* **WHAT IS BEING ASKED**:
Write every line below out again exactly, images omitted.
THE DATA section start
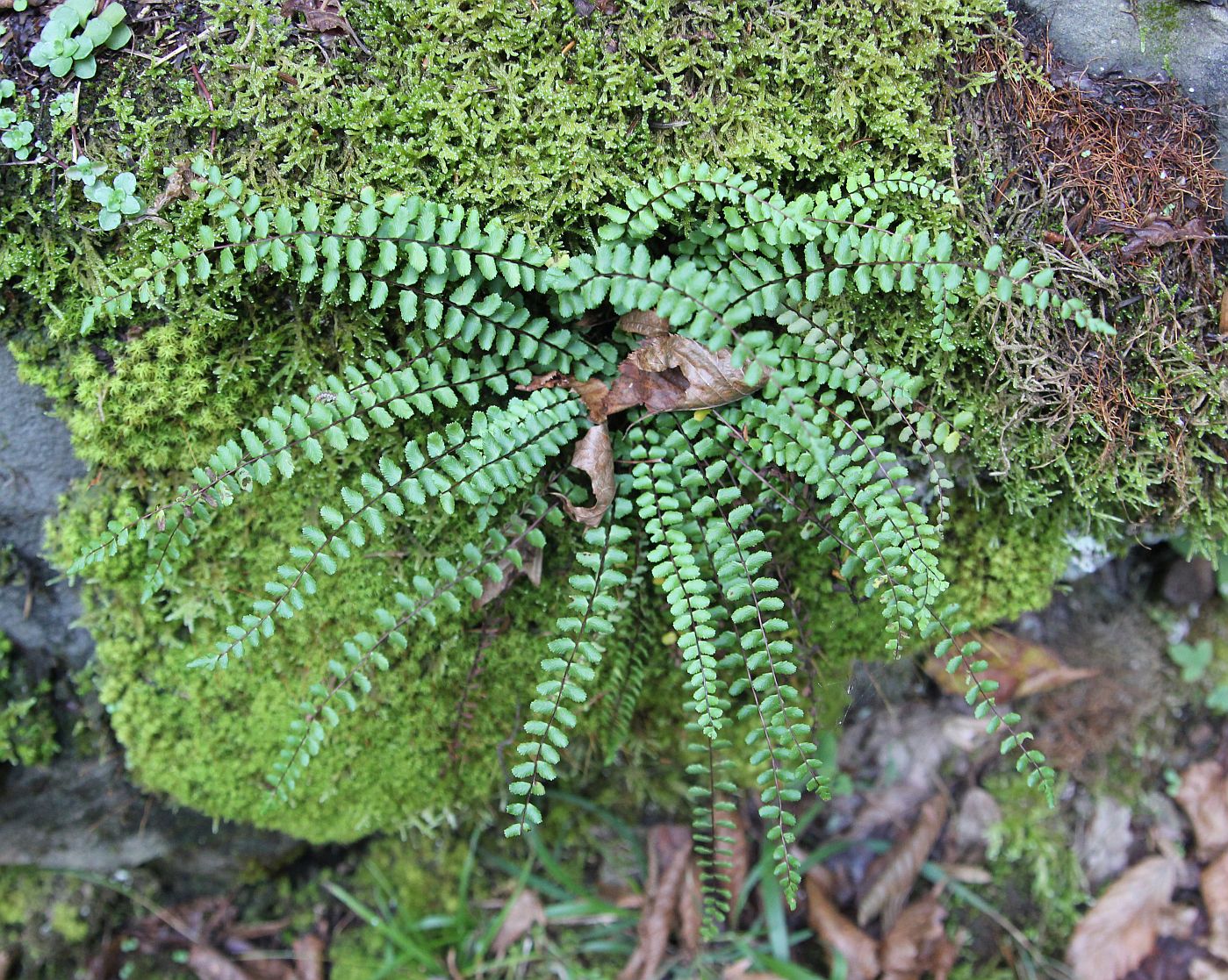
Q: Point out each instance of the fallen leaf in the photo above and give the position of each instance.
(837, 933)
(1153, 233)
(1120, 930)
(1213, 885)
(970, 826)
(1019, 667)
(670, 850)
(525, 912)
(892, 876)
(741, 970)
(323, 18)
(645, 323)
(668, 372)
(1203, 796)
(209, 964)
(594, 456)
(529, 566)
(917, 945)
(308, 957)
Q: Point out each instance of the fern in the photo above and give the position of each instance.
(808, 433)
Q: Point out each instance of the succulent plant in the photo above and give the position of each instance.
(86, 171)
(63, 49)
(20, 139)
(116, 200)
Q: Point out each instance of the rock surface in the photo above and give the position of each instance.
(80, 813)
(1142, 39)
(36, 466)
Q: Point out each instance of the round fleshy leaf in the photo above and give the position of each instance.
(119, 37)
(86, 68)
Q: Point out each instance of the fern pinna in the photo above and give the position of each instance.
(729, 392)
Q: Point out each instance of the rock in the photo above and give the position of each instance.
(77, 813)
(1103, 848)
(36, 466)
(1188, 40)
(83, 816)
(1188, 583)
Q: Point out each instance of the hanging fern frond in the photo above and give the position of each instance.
(801, 430)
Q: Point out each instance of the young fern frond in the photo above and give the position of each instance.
(349, 673)
(575, 655)
(504, 451)
(812, 435)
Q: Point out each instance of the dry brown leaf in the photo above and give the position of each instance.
(209, 964)
(594, 456)
(1213, 884)
(323, 18)
(676, 374)
(837, 933)
(1203, 796)
(917, 945)
(310, 955)
(1018, 666)
(1153, 233)
(670, 850)
(893, 875)
(525, 912)
(1120, 930)
(645, 323)
(741, 970)
(529, 566)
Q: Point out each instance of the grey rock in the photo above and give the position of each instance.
(36, 467)
(1188, 40)
(83, 816)
(1187, 583)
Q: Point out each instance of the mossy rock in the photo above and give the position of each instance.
(532, 114)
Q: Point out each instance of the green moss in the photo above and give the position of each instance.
(27, 726)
THE DATA section end
* **ANSWER TO THIS PROBLEM**:
Q: Point out each instance of the fallen leaf in the photo above and give the position of each instance.
(837, 933)
(1153, 233)
(1120, 930)
(1213, 885)
(970, 826)
(1019, 667)
(670, 850)
(525, 912)
(892, 876)
(741, 970)
(323, 18)
(645, 323)
(668, 372)
(1203, 796)
(209, 964)
(594, 456)
(529, 566)
(917, 945)
(308, 957)
Q: Point out each instance of the fern in the photo above and give the position of each instance.
(808, 433)
Q: Point out each instance of the succulent plant in the photo above and give the position of each instance.
(86, 171)
(63, 49)
(20, 139)
(116, 200)
Q: Point out each instance of the rock surface in the photo above and give the position of each instance.
(80, 813)
(1142, 39)
(36, 466)
Q: Point out each instance of the round fleshy leaf in the photo above and give the position of each instance.
(119, 37)
(86, 68)
Q: Point out each instance of the fern pinna in the photo above and give the position of each instance.
(729, 392)
Q: Point out each instance of the rock in the photo above and give the position of each instance.
(77, 813)
(1103, 848)
(36, 466)
(1188, 40)
(83, 816)
(1188, 583)
Q: Point out each instance of the hanging fern frond in the photo above and give the position of each instance.
(801, 430)
Q: Point out each instance of the young fern frond in the photo above and give the position of each instance.
(349, 673)
(575, 655)
(504, 451)
(812, 435)
Q: Point out each instance of the dry brown leaf in the photo above and give the position of each instance.
(209, 964)
(594, 456)
(1213, 884)
(323, 18)
(676, 374)
(837, 933)
(1203, 796)
(917, 945)
(310, 955)
(1018, 666)
(1153, 233)
(670, 850)
(893, 875)
(525, 912)
(1120, 930)
(645, 323)
(741, 970)
(529, 566)
Q: Point out each instance of the grey rock in the photo above and give the position of each instance.
(36, 467)
(1188, 40)
(83, 816)
(1187, 583)
Q: Point out each instance of the mossy rock in the photo above and give the position of each instance.
(532, 114)
Q: Point out each instance of the green moss in the photo above and give the position of each instance.
(27, 726)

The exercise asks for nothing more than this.